• WHAT IS NEEDED
Copy each entry below exactly.

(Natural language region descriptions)
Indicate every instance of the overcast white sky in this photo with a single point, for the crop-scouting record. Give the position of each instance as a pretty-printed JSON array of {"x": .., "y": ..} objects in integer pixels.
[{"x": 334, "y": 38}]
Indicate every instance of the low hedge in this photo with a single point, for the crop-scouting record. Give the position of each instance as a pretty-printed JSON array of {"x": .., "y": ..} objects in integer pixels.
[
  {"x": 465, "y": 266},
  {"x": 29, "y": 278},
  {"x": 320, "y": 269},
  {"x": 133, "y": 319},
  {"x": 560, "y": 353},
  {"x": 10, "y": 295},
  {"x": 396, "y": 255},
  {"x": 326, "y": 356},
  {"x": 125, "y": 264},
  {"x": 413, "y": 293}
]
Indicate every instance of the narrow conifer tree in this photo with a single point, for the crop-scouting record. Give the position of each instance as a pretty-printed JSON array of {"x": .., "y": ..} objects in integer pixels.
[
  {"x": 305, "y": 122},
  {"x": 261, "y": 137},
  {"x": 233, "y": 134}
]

• FINAL ANSWER
Indicate every instance of the overcast white sky in this photo with a single point, for the crop-scouting record. Give the position of each instance as a pretty-printed JSON array of {"x": .., "y": ..} objects in integer pixels.
[{"x": 334, "y": 38}]
Indicate every instance of the low hedge in this photo with a single point, for the crop-scouting record. Give the position of each instance as a pretty-printed JSON array of {"x": .., "y": ..} objects in integer pixels.
[
  {"x": 465, "y": 266},
  {"x": 29, "y": 278},
  {"x": 320, "y": 269},
  {"x": 133, "y": 319},
  {"x": 560, "y": 353},
  {"x": 10, "y": 295},
  {"x": 396, "y": 255},
  {"x": 326, "y": 356},
  {"x": 125, "y": 264},
  {"x": 413, "y": 293}
]
Indicate every instance of the narrow conifer tree in this photo with a single point, for the crop-scouting record. Give the position of each instance as a pretty-printed JSON array of {"x": .., "y": ..} objects in integer pixels.
[
  {"x": 305, "y": 122},
  {"x": 261, "y": 137},
  {"x": 233, "y": 134}
]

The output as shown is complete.